## Aim:
In the news article on the Ohio fracking ballot measures, which three counties had planned to ask voters about banning fracking?

## Passage given:
------------------------------

Jon Husted said that the courts already had decided this issue, and that only the state has the authority to regulate oil and gas activity in Ohio.

By Laura Arenschield

Residents of three counties won't be voting this November on whether to allow fracking, based on a ruling Thursday by Ohio Secretary of State Jon Husted.

In a letter to the boards of elections in Athens, Fulton and Medina counties, Husted said that the courts already had decided this issue, and that only the state has the authority to regulate oil and gas activity in Ohio.

All three counties had planned to have questions on their ballots this November asking residents whether to amend their county charters to ban fracking inside their borders.

The secretary of state's office received protests against those petitions, Husted said in his letter, which prompted him to rule on whether the measures could be allowed on the ballots.

Joanne Prisley, who asked Husted's office to review whether the Athens County measure was legal, said she did not believe a charter amendment was a good government decision.

"We don't want our water supply to be tainted, but they were trying to put a non-fracking law into charter government. You don't do it that way," Prisley said. "It would change the authority of the county commissioners."

Tish O'Dell, a Broadview Heights resident and Ohio organizer with the Community Environmental Legal Defense Fund -- the organization behind the 160-some bans that have passed in the United States -- said Husted's decision is disheartening.

"If one secretary of state, who is obviously representing the best interests of the oil and gas industry, can keep the people's attempt to alter and reform their government off the ballot, then exactly how are people ever supposed to alter their government?" O'Dell said.

------------------------------

## Dataset extract:

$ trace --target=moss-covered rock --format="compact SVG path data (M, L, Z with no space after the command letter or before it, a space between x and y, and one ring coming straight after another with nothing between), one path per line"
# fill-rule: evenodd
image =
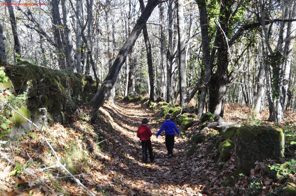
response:
M134 91L130 92L128 94L126 97L123 98L123 100L126 101L134 101L134 99L138 99L136 97L139 97L139 94ZM141 97L140 97L139 99L137 101L139 101Z
M218 135L219 133L219 132L218 132L216 131L214 131L213 132L211 132L207 135L208 138L210 138L212 136L213 136L214 135Z
M236 164L239 172L248 174L256 161L284 156L284 139L278 127L243 126L234 136Z
M168 103L165 101L160 102L157 104L157 105L168 105Z
M282 190L282 196L295 196L296 195L296 187L289 185L284 187Z
M227 128L225 131L220 132L219 135L223 136L224 139L233 138L238 128L237 127L231 127Z
M200 147L199 145L193 145L191 146L188 150L187 153L187 158L190 157L194 154L197 149Z
M188 119L186 120L184 123L184 126L183 127L183 130L186 130L189 127L191 127L191 126L193 124L194 122L193 120L191 119Z
M203 122L206 121L214 121L214 117L215 115L211 113L204 113L202 115L200 120L201 122Z
M197 115L191 115L190 116L190 117L192 118L197 118L197 117L198 117Z
M235 185L235 182L239 180L240 177L237 172L228 174L221 183L221 186L225 187L234 187Z
M169 114L171 114L173 112L178 111L180 110L180 108L178 107L173 107L170 110L168 113Z
M20 108L16 110L20 114L28 119L30 119L31 116L31 112L28 109L26 105L23 105ZM12 112L12 116L9 119L14 125L16 126L18 126L20 124L24 123L27 122L27 120L24 118L20 115L13 111Z
M234 143L231 140L226 140L221 143L218 147L220 156L218 162L228 161L230 158L230 152L234 147Z
M191 138L191 143L193 144L197 144L202 143L205 139L205 135L203 134L200 134L198 135L195 135Z
M44 122L39 122L39 116L44 114L41 108L46 110L46 122L64 121L63 116L73 114L77 106L87 104L96 90L89 76L38 67L26 61L5 68L12 83L6 88L16 94L27 92L26 104L30 112L28 118L37 125Z
M160 114L163 116L165 116L168 114L168 112L170 109L168 107L165 107L161 109Z

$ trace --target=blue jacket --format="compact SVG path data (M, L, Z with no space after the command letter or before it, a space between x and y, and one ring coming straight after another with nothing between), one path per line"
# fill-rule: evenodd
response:
M164 129L165 131L165 135L175 135L175 131L178 135L180 135L180 133L179 130L175 125L175 124L170 120L167 120L163 125L160 129L156 133L156 136L158 136L160 134L161 132Z

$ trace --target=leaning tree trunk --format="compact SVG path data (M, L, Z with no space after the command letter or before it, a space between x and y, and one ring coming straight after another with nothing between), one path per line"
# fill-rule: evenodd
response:
M110 49L114 48L112 42L111 42L111 33L113 31L112 29L112 21L111 20L111 5L110 4L110 0L106 0L106 9L105 12L106 14L106 28L107 31L107 40L108 49L107 49L107 56L108 59L108 67L110 68L112 65L112 62L114 58L114 53L112 52ZM115 98L115 85L113 85L113 87L108 97L108 100L112 104L114 103L114 99Z
M126 58L126 56L136 42L144 24L155 7L160 2L159 0L148 1L133 29L121 47L107 76L90 103L92 121L95 120L96 112L104 104L108 94L116 81L119 71Z
M52 0L52 6L53 26L52 28L54 35L57 46L58 54L57 55L59 58L59 65L61 69L65 69L66 68L66 63L61 35L60 27L59 24L60 16L58 1Z
M211 77L209 84L209 109L210 112L223 117L226 91L229 83L228 73L228 48L226 37L228 34L232 6L231 0L221 1L220 26L217 27L216 33L217 71Z
M70 14L69 13L69 2L67 0L62 1L61 2L63 14L63 22L64 23L64 34L65 37L65 43L64 43L64 46L66 61L69 69L73 71L75 69L76 64L74 58L72 35L70 29L71 26Z
M188 106L186 78L186 44L184 32L183 0L178 0L177 3L177 21L178 29L178 48L179 88L180 93L180 105Z
M6 61L6 53L5 52L5 46L3 40L3 30L2 26L0 24L0 60ZM2 63L2 61L0 61L0 64Z
M11 4L11 0L6 0L6 3ZM13 11L13 7L12 5L8 5L8 12L9 12L9 18L10 20L10 23L11 24L11 28L12 31L12 34L13 35L13 40L14 41L14 55L15 61L20 61L21 59L20 44L18 38L18 34L17 30L17 22L15 20L15 13Z
M141 11L142 12L145 9L145 6L143 0L139 0L141 6ZM148 73L149 74L149 83L150 84L150 94L149 95L149 101L154 102L155 100L156 86L154 80L154 75L153 71L153 61L152 61L152 53L151 50L151 44L149 39L149 36L147 31L147 26L145 24L143 27L143 35L146 45L146 51L147 53L147 64L148 65Z
M76 65L77 71L81 73L82 71L81 62L81 51L82 48L82 42L81 39L81 27L79 20L82 19L81 17L81 4L82 3L81 0L77 0L76 1L76 29L75 34L76 35Z
M205 1L204 0L198 1L197 5L200 12L200 31L202 37L202 63L205 65L205 75L201 82L202 84L202 88L198 102L197 115L199 116L201 116L205 107L207 93L207 83L211 77L212 68L210 64L210 40L208 32L208 25L207 19L207 7Z
M170 103L172 102L172 78L173 76L172 73L172 70L173 68L173 59L174 54L173 51L173 14L174 12L173 5L173 1L172 0L169 0L168 1L168 61L167 62L166 66L163 66L163 67L164 68L166 68L166 75L164 76L165 77L166 77L166 89L165 92L166 92L166 96L165 97L166 102L167 103ZM160 46L160 52L161 53L162 55L164 55L164 54L163 53L165 51L165 38L164 36L164 33L163 32L163 25L165 22L164 21L164 15L163 14L163 6L162 5L160 5L160 18L161 24L161 25L162 26L160 27L160 29L162 30L160 33L160 40L161 44ZM162 60L163 56L162 56ZM163 64L163 66L164 65L164 64ZM165 97L164 97L165 98Z

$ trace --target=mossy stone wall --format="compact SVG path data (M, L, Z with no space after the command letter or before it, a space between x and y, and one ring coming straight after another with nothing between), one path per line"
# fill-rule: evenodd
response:
M3 86L17 95L27 91L25 107L29 118L36 124L66 122L67 117L78 106L87 104L96 91L90 76L38 67L26 61L5 67L11 83ZM45 113L44 122L40 117Z
M278 127L243 126L234 137L236 164L240 172L249 174L256 161L283 157L284 135Z

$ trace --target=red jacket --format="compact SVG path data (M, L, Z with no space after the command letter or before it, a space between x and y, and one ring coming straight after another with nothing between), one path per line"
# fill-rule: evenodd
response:
M142 125L138 129L137 137L140 138L140 140L150 140L150 137L152 135L150 128L147 125Z

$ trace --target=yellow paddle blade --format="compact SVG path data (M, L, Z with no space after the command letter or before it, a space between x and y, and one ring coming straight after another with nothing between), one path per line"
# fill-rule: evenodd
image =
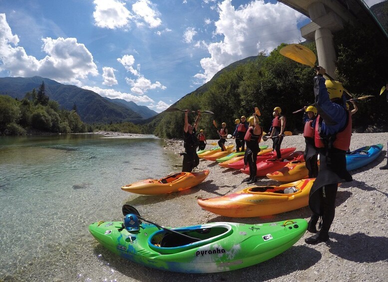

------------------------------

## Answer for this exercise:
Athens, Fulton and Medina counties.